_Исходный текст_
▶

Ну бурить, так бурить. Два моих приятеля пятнадцать минут бурят, сорок пять минут отдыхают. На свежем воздухе - очень здорово. А я ведь абсолютнейший дурак: уж если меня отправили бурить, так я "бурю" всерьез. И я бурил всю неделю, пока нас не отправили назад на занятия, даже сделал несколько рационализаторских предложений. Мои трудовые подвиги не остались незамеченными, и бурильная команда стала требовать вернуть меня, так что преподаватели приходили на занятия с задачей поймать меня на чем-то и отправить бурить. Дело доходило до смешного. Я возвращался на занятия, сидел - и сидел уже тихо, - но еще не успевал войти в суть дела, как меня опять отправляли бурить. Я толком не понимал, что происходит, хотя смешная сторона происходившего становилась все заметней и заметней. И вот потом оказалось, что из трех или четырех месяцев пребывания на подготовительном отделении я два месяца бурил. Естественно, что год прошел для меня совершенно бесполезно.

◀

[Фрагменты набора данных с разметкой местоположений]
▶

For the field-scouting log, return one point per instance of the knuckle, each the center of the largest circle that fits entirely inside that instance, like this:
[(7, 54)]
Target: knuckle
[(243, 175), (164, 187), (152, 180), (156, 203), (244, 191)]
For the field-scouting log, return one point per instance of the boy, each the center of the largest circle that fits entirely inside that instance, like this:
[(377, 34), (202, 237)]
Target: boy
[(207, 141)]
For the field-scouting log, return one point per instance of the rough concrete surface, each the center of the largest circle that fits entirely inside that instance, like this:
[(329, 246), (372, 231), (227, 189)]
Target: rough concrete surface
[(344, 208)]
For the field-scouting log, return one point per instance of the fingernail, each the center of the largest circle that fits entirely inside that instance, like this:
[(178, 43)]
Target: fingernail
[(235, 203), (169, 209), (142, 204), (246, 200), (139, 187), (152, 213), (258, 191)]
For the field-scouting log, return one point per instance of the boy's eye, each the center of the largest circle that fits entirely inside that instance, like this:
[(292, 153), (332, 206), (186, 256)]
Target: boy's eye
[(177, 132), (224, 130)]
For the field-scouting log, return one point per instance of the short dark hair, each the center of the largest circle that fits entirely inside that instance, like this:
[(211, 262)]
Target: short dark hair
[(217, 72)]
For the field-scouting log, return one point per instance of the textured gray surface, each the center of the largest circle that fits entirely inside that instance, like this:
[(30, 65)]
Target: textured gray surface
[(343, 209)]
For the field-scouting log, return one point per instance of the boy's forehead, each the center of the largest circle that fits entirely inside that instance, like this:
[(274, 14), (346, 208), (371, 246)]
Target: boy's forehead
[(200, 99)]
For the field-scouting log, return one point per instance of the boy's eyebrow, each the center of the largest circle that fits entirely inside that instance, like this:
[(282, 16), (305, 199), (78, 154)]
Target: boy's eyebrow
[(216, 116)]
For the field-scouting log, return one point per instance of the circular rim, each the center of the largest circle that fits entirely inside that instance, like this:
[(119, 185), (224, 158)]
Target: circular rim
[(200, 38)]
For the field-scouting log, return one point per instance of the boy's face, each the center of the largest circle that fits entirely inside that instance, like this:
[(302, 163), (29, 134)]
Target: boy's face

◀

_Задачи_
A. Сколько месяцев на подготовительном отделении ушло на бурение, согласно исходному тексту?
B. Продолжите, пожалуйста, исходный текст о бурении, начав сразу после его последнего предложения.
Строки выше — отдельный материал, с исходным текстом они не связаны.

_Ответы_
A. Два месяца.

B.
К всему этому добавилась еще война между Мосгороно и подготовительными отделениями, которые тогда расплодились во всех вузах Москвы. Мосгороно совершенно справедливо полагало, что на подготовительных отделениях не дают настоящей подготовки, поэтому создавать их и набирать туда молодежь - неправильная образовательная политика. В итоге нас отправили сдавать экзамены на аттестат зрелости (тогда впервые ввели аттестат зрелости) в знаменитую 110-ю школу. Ее директор был тогда очень известен, его имя всюду склоняли и спрягали. Это была самая знаменитая школа Москвы. И вот туда, в эту школу, мы были направлены, чтобы продемонстрировать уровень наших знаний. Список экзаменов был гигантским - двенадцать или четырнадцать экзаменов, причем, так как аттестация проводилась впервые, все было обставлено невероятно серьезно, с серебряными и золотыми медалями под номерами 1, 2, 3 и т.д.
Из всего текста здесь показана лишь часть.